* **EXERCISE BRIEF**:
Please rewrite everything below from the line containing "Mark each instance of the horse's hoof" down to the line containing "x=733 y=320", both included. Multiply each x and y coordinate in the answers by 1.2 and round to whole numbers with halves going up, leaving every other line unchanged.

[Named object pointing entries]
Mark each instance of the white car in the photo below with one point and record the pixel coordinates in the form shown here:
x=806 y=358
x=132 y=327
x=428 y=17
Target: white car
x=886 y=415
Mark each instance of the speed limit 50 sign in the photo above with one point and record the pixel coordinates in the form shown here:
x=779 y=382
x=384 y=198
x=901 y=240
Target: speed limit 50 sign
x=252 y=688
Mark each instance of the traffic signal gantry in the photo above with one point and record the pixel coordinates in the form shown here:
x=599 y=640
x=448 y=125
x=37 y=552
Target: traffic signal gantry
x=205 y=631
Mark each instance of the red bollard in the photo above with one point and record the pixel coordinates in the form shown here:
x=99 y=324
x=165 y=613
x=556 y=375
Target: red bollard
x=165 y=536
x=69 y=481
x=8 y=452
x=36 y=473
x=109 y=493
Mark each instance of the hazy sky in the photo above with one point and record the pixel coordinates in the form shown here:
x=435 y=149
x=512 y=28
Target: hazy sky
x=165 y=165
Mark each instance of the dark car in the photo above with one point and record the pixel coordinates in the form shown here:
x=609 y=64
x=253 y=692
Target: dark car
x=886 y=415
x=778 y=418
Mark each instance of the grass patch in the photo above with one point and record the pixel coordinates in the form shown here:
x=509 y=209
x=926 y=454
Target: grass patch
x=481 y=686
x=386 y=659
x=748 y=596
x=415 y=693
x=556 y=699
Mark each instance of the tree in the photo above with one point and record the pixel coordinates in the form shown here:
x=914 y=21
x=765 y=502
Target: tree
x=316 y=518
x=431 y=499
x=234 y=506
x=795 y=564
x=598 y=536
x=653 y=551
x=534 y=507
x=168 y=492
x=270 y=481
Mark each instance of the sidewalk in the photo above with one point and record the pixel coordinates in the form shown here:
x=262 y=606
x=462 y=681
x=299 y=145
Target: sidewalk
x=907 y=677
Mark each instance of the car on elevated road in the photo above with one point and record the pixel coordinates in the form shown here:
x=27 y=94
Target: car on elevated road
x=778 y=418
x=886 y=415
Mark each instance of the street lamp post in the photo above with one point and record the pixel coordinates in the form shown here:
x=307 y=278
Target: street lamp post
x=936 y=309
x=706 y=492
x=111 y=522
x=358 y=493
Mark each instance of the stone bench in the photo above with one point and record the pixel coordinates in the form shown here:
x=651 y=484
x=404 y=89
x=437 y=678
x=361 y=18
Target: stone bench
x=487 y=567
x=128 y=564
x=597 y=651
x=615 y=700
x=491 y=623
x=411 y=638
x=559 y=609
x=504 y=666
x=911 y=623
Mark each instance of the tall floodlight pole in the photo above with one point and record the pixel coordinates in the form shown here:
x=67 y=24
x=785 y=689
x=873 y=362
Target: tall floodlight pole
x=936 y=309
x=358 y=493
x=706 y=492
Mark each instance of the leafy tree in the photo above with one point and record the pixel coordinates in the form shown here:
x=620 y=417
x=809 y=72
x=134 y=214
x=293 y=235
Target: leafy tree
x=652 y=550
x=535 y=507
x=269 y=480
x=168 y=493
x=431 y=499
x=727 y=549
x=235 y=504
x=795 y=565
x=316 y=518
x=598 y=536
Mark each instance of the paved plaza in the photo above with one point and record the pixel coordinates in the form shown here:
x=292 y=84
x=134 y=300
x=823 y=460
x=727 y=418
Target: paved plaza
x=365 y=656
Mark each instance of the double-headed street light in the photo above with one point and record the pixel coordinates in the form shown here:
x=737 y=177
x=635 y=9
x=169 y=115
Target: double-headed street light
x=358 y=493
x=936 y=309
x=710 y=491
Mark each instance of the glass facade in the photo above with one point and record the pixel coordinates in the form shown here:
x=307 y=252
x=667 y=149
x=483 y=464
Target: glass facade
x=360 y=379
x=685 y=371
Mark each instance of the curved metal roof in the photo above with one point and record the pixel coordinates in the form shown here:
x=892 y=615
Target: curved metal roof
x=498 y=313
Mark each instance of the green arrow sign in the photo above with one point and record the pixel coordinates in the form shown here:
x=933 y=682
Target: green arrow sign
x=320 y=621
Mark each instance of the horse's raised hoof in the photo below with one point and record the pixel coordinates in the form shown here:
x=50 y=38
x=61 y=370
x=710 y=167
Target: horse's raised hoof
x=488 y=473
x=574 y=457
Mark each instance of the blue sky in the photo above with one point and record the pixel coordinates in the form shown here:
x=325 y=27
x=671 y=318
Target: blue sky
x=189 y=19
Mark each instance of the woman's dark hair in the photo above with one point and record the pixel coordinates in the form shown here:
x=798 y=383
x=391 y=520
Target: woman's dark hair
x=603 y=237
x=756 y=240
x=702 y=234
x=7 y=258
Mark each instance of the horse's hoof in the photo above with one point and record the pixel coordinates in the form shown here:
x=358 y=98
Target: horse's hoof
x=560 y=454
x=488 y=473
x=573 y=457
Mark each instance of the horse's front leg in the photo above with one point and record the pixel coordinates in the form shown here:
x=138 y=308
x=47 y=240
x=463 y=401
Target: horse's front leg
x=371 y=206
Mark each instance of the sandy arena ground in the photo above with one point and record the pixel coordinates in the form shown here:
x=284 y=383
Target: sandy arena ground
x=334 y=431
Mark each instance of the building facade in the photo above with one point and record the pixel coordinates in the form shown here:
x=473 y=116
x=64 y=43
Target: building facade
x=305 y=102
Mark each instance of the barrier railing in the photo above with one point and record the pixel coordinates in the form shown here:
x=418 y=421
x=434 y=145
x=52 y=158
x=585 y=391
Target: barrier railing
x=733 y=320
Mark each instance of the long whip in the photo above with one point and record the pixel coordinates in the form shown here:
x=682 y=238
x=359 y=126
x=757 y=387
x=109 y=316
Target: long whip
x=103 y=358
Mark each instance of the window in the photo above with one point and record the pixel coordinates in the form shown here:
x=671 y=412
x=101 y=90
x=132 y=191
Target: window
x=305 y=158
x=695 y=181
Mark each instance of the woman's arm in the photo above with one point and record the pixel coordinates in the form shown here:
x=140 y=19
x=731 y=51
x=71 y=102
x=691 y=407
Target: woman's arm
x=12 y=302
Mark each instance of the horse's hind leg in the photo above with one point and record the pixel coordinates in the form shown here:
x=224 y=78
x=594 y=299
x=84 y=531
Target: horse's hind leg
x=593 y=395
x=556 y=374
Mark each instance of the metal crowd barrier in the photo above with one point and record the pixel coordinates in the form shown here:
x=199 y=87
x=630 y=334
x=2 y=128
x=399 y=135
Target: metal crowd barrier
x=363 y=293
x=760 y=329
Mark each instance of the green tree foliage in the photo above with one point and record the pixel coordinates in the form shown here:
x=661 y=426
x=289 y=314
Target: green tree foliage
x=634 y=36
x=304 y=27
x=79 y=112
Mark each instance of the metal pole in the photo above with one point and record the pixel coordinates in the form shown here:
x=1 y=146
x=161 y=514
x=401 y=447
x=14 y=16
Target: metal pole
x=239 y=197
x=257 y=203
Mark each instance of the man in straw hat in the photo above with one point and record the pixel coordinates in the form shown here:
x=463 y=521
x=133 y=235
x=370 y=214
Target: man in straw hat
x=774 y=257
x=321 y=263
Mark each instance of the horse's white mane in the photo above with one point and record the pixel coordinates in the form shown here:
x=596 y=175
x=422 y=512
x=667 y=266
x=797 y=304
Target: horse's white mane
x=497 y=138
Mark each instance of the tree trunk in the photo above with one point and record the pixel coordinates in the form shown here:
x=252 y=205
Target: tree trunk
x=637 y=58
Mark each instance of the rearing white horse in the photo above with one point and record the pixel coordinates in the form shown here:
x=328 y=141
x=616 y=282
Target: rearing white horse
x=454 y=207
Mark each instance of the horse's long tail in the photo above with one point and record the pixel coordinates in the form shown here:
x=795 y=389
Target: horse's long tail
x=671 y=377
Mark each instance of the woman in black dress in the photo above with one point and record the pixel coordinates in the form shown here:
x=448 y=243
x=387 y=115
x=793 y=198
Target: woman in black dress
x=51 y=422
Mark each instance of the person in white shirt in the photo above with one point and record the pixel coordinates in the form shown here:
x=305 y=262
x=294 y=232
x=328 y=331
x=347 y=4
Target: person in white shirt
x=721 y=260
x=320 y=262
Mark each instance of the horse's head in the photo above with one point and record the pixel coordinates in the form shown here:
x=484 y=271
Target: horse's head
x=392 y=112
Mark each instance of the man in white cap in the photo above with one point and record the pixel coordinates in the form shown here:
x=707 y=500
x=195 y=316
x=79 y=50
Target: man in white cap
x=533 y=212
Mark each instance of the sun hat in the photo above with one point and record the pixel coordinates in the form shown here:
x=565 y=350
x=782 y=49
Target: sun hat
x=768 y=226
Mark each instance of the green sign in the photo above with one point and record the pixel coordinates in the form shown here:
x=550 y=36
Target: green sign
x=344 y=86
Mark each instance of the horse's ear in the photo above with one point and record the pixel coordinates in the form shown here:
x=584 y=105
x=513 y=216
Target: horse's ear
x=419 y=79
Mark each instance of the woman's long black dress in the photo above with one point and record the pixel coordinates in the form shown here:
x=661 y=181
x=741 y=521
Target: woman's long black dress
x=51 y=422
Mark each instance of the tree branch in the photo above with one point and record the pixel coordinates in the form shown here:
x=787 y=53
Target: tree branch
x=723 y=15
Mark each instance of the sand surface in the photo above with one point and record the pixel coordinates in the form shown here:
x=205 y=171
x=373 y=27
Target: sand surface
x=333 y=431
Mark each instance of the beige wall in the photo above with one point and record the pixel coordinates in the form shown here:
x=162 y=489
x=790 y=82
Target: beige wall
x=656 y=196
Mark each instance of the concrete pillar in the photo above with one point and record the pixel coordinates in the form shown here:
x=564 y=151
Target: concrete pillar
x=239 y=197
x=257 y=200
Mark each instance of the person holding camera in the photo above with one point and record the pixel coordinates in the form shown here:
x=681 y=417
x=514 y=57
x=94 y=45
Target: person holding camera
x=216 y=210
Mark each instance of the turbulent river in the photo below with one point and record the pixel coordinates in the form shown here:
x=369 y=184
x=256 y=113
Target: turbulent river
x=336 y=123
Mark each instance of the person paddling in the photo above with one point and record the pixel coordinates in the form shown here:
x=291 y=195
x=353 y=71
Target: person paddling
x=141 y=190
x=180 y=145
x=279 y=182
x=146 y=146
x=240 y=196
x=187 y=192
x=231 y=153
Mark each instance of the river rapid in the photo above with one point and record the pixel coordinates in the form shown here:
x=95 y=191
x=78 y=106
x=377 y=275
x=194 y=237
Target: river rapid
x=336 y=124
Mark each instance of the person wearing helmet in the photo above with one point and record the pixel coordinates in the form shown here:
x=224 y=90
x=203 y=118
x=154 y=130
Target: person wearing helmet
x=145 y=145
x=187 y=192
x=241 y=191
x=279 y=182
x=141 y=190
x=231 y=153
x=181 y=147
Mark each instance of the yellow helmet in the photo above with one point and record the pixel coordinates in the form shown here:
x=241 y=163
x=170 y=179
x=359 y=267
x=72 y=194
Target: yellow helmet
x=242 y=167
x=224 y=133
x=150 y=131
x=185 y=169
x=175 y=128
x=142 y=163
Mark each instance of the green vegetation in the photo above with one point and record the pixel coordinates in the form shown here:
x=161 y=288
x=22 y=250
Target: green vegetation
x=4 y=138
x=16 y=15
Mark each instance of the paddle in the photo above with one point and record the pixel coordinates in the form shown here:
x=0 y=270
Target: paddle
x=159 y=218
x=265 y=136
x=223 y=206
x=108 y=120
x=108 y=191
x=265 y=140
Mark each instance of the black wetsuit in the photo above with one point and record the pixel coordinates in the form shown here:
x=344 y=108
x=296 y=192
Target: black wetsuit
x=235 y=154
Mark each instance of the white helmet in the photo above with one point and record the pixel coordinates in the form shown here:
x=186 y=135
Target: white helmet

* **EXERCISE RESPONSE**:
Mark each instance of the horse's hoof in the photo above with one point and record the pixel coordinates in the form shown here:
x=358 y=98
Target: horse's hoof
x=672 y=545
x=586 y=568
x=688 y=548
Mark each instance of the horse's front leg in the photo above with one point and record the pixel coordinates in the form shown here:
x=138 y=308
x=47 y=240
x=463 y=401
Target: horse's front leg
x=445 y=247
Mark each instance of the sandy arena ground in the photo above with one point and record the pixel coordinates in the form shown here:
x=284 y=383
Target: sandy arena ground
x=401 y=517
Mark each instance of the building facade in the photo above with one point and record the pixel coordinates in the form shown here:
x=473 y=116
x=64 y=43
Target: building facade
x=366 y=122
Mark each instance of the barrier railing in the photo above with one point and record the pixel coordinates in the form shown here:
x=418 y=421
x=434 y=145
x=52 y=158
x=585 y=391
Target: barrier railing
x=880 y=384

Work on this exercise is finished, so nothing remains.